**** Study material

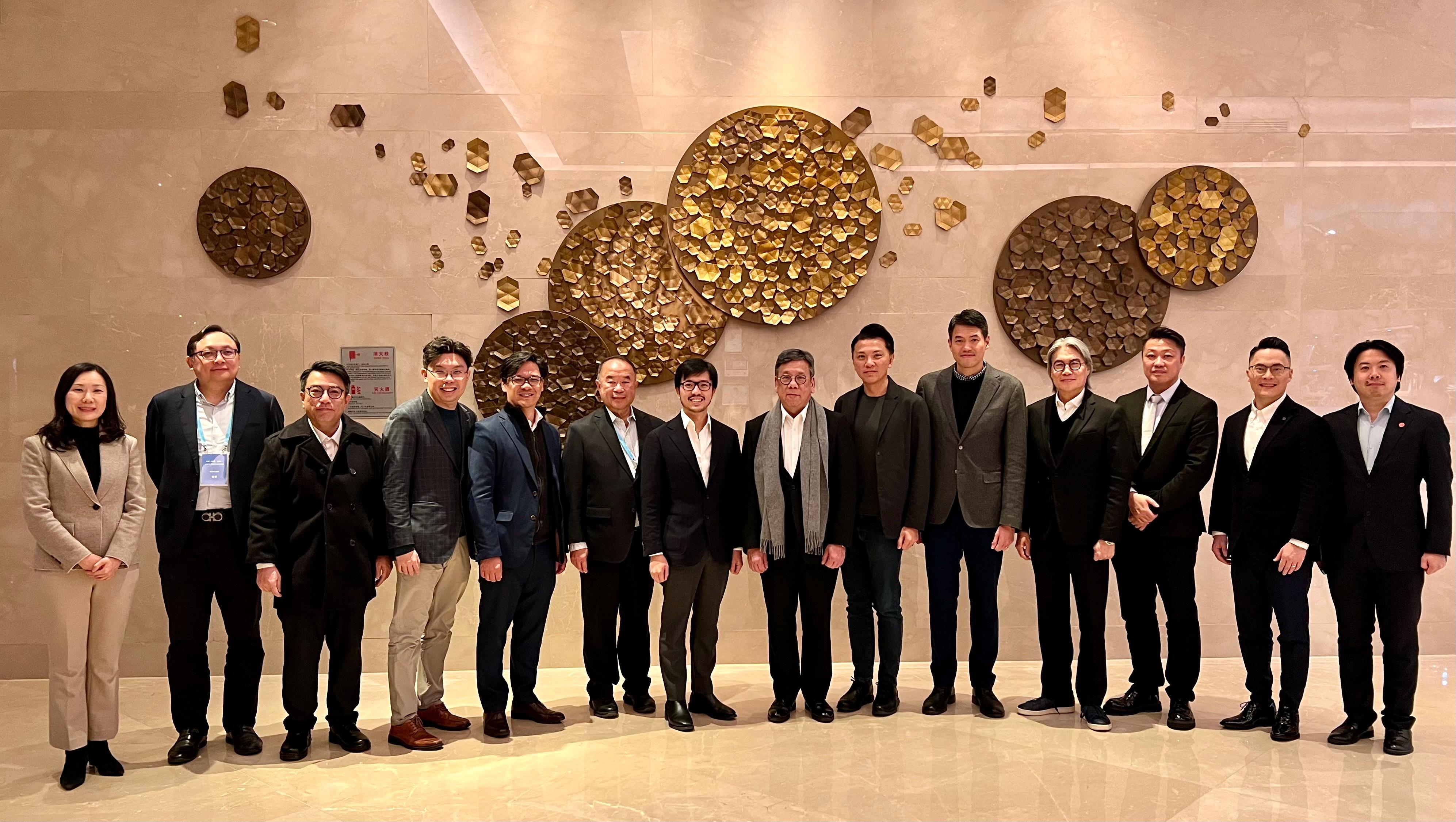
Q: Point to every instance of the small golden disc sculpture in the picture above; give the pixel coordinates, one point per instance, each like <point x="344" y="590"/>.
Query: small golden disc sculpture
<point x="571" y="350"/>
<point x="615" y="270"/>
<point x="774" y="214"/>
<point x="1197" y="228"/>
<point x="1071" y="270"/>
<point x="254" y="223"/>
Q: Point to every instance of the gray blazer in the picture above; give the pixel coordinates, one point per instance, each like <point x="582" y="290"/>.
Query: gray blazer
<point x="68" y="519"/>
<point x="424" y="482"/>
<point x="986" y="464"/>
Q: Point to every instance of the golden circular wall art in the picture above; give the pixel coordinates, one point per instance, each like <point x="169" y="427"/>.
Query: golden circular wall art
<point x="571" y="350"/>
<point x="774" y="214"/>
<point x="615" y="270"/>
<point x="1197" y="228"/>
<point x="254" y="223"/>
<point x="1071" y="270"/>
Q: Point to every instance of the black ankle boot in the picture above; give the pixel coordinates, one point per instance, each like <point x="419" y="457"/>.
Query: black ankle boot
<point x="101" y="758"/>
<point x="75" y="772"/>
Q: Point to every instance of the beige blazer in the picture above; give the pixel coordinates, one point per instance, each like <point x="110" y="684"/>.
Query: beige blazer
<point x="68" y="519"/>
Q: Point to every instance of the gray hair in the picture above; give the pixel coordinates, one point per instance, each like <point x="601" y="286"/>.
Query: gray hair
<point x="794" y="356"/>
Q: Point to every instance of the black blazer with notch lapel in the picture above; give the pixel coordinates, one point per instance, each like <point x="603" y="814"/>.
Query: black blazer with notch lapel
<point x="426" y="482"/>
<point x="603" y="500"/>
<point x="1178" y="460"/>
<point x="1285" y="494"/>
<point x="1382" y="508"/>
<point x="844" y="486"/>
<point x="682" y="519"/>
<point x="1082" y="491"/>
<point x="172" y="460"/>
<point x="902" y="456"/>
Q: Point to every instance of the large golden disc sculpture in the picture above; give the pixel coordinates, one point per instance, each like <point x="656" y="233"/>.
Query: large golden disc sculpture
<point x="775" y="214"/>
<point x="1071" y="270"/>
<point x="254" y="223"/>
<point x="615" y="270"/>
<point x="1197" y="228"/>
<point x="571" y="350"/>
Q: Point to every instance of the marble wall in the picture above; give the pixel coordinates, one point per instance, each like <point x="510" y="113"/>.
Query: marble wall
<point x="111" y="127"/>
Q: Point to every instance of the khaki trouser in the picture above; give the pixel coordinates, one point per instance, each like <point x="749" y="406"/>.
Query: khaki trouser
<point x="88" y="620"/>
<point x="420" y="632"/>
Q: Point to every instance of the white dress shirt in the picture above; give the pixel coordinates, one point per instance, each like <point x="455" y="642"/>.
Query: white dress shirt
<point x="215" y="425"/>
<point x="1372" y="433"/>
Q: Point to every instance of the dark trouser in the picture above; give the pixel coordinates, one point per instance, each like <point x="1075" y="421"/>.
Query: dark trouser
<point x="798" y="585"/>
<point x="213" y="563"/>
<point x="1052" y="563"/>
<point x="609" y="590"/>
<point x="873" y="587"/>
<point x="305" y="631"/>
<point x="519" y="603"/>
<point x="1363" y="591"/>
<point x="1260" y="591"/>
<point x="1148" y="566"/>
<point x="945" y="546"/>
<point x="692" y="593"/>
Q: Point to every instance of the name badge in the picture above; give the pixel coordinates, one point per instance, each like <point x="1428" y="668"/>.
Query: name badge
<point x="215" y="470"/>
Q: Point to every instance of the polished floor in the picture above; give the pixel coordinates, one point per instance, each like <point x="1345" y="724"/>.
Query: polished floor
<point x="959" y="766"/>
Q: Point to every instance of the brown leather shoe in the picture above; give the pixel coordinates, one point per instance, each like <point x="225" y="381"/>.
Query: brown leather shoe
<point x="494" y="725"/>
<point x="440" y="716"/>
<point x="538" y="712"/>
<point x="414" y="737"/>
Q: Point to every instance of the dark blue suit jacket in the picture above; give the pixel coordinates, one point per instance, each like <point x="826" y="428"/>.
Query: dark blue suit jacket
<point x="504" y="486"/>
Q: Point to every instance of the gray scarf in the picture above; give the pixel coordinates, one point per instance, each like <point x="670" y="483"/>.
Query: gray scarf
<point x="813" y="481"/>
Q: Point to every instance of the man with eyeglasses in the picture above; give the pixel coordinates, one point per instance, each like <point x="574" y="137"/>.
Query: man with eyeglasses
<point x="205" y="440"/>
<point x="320" y="546"/>
<point x="800" y="482"/>
<point x="516" y="510"/>
<point x="426" y="488"/>
<point x="603" y="501"/>
<point x="1272" y="491"/>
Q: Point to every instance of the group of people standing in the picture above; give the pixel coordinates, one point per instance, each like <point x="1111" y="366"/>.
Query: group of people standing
<point x="321" y="511"/>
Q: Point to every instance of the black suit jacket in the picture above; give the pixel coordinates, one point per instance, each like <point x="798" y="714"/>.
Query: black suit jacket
<point x="682" y="519"/>
<point x="321" y="521"/>
<point x="603" y="500"/>
<point x="1382" y="508"/>
<point x="902" y="456"/>
<point x="1178" y="460"/>
<point x="1285" y="494"/>
<point x="172" y="462"/>
<point x="842" y="485"/>
<point x="1082" y="491"/>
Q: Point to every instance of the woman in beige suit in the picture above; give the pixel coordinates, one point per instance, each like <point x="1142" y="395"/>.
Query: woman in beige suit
<point x="81" y="478"/>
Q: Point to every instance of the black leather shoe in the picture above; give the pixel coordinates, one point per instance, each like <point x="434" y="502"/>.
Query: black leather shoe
<point x="296" y="745"/>
<point x="1180" y="715"/>
<point x="101" y="758"/>
<point x="941" y="696"/>
<point x="1286" y="725"/>
<point x="1251" y="715"/>
<point x="781" y="711"/>
<point x="677" y="716"/>
<point x="1135" y="702"/>
<point x="1352" y="732"/>
<point x="1398" y="742"/>
<point x="641" y="703"/>
<point x="712" y="708"/>
<point x="820" y="712"/>
<point x="860" y="695"/>
<point x="887" y="700"/>
<point x="350" y="738"/>
<point x="986" y="700"/>
<point x="188" y="745"/>
<point x="245" y="741"/>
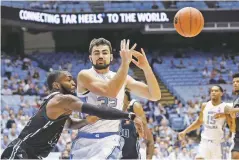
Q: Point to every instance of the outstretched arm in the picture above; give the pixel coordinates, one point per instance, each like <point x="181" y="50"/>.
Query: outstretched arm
<point x="151" y="90"/>
<point x="139" y="111"/>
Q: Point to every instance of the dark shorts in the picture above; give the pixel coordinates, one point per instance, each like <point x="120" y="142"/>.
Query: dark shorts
<point x="236" y="144"/>
<point x="17" y="149"/>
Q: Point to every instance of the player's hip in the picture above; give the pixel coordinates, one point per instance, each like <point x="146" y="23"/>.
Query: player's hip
<point x="85" y="139"/>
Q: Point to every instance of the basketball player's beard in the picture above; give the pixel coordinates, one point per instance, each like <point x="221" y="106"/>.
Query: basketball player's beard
<point x="100" y="67"/>
<point x="66" y="91"/>
<point x="237" y="92"/>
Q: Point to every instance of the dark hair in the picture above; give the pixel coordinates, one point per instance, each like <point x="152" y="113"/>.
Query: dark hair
<point x="52" y="77"/>
<point x="236" y="75"/>
<point x="220" y="88"/>
<point x="128" y="95"/>
<point x="99" y="41"/>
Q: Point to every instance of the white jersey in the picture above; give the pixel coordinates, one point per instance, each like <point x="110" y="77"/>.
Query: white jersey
<point x="213" y="128"/>
<point x="103" y="125"/>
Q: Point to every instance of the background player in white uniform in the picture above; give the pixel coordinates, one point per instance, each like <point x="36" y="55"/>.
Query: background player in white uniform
<point x="212" y="135"/>
<point x="99" y="85"/>
<point x="134" y="147"/>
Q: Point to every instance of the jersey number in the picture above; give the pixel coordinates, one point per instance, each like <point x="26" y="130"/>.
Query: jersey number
<point x="210" y="119"/>
<point x="110" y="102"/>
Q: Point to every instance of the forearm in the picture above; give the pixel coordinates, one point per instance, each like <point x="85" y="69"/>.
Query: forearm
<point x="153" y="86"/>
<point x="150" y="145"/>
<point x="117" y="82"/>
<point x="73" y="103"/>
<point x="104" y="112"/>
<point x="76" y="123"/>
<point x="195" y="125"/>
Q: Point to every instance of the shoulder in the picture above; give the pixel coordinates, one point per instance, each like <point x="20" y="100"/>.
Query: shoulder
<point x="84" y="72"/>
<point x="236" y="103"/>
<point x="204" y="104"/>
<point x="136" y="105"/>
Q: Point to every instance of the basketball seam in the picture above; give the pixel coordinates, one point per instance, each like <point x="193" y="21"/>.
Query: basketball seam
<point x="199" y="21"/>
<point x="180" y="24"/>
<point x="190" y="21"/>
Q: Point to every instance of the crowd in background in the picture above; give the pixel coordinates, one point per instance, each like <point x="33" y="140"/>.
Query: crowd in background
<point x="167" y="145"/>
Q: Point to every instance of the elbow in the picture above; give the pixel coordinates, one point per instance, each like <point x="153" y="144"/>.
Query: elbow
<point x="110" y="93"/>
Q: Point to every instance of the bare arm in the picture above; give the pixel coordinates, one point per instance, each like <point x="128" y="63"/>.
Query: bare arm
<point x="150" y="91"/>
<point x="73" y="123"/>
<point x="150" y="144"/>
<point x="231" y="123"/>
<point x="196" y="124"/>
<point x="72" y="103"/>
<point x="138" y="110"/>
<point x="100" y="87"/>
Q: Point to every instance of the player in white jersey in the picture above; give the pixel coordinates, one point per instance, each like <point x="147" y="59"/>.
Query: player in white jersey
<point x="212" y="135"/>
<point x="99" y="85"/>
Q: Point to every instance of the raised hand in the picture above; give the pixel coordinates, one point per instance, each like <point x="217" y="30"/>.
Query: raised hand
<point x="92" y="119"/>
<point x="139" y="127"/>
<point x="125" y="52"/>
<point x="142" y="61"/>
<point x="181" y="135"/>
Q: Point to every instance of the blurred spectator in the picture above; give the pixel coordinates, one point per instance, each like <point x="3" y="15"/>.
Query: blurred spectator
<point x="172" y="65"/>
<point x="181" y="64"/>
<point x="212" y="81"/>
<point x="174" y="155"/>
<point x="10" y="121"/>
<point x="36" y="74"/>
<point x="8" y="70"/>
<point x="221" y="80"/>
<point x="184" y="154"/>
<point x="65" y="155"/>
<point x="165" y="130"/>
<point x="12" y="134"/>
<point x="192" y="67"/>
<point x="5" y="142"/>
<point x="206" y="73"/>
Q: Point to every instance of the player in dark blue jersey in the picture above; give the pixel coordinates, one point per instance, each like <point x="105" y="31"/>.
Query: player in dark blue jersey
<point x="129" y="133"/>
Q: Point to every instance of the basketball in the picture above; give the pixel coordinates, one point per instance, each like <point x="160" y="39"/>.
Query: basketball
<point x="188" y="22"/>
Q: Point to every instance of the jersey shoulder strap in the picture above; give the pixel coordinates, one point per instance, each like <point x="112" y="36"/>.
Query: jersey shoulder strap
<point x="131" y="105"/>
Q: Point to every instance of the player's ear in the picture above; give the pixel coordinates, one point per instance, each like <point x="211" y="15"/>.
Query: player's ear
<point x="111" y="57"/>
<point x="90" y="57"/>
<point x="56" y="85"/>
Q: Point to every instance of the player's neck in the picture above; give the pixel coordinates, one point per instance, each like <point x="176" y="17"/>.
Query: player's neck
<point x="216" y="102"/>
<point x="102" y="71"/>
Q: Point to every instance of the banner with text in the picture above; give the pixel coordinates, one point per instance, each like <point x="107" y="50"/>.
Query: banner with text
<point x="108" y="18"/>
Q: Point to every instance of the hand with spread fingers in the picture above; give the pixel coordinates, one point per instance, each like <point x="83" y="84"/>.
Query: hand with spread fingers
<point x="142" y="61"/>
<point x="125" y="52"/>
<point x="92" y="119"/>
<point x="219" y="115"/>
<point x="139" y="127"/>
<point x="181" y="135"/>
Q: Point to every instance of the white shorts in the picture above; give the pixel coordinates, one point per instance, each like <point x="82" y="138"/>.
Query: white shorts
<point x="209" y="149"/>
<point x="109" y="147"/>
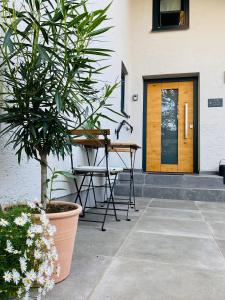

********

To do:
Every line above from the line with "Query: woman in beige suit" to the line with "Q: Point to every instance of the black leather" is wanted, ends included; write them out exactly and add no other line.

Answer to this task:
Query: woman in beige suit
<point x="81" y="478"/>
Q: Point to every instance of the black leather shoe in the picture above; give the pixel coordinates, one point per instance, each like <point x="434" y="502"/>.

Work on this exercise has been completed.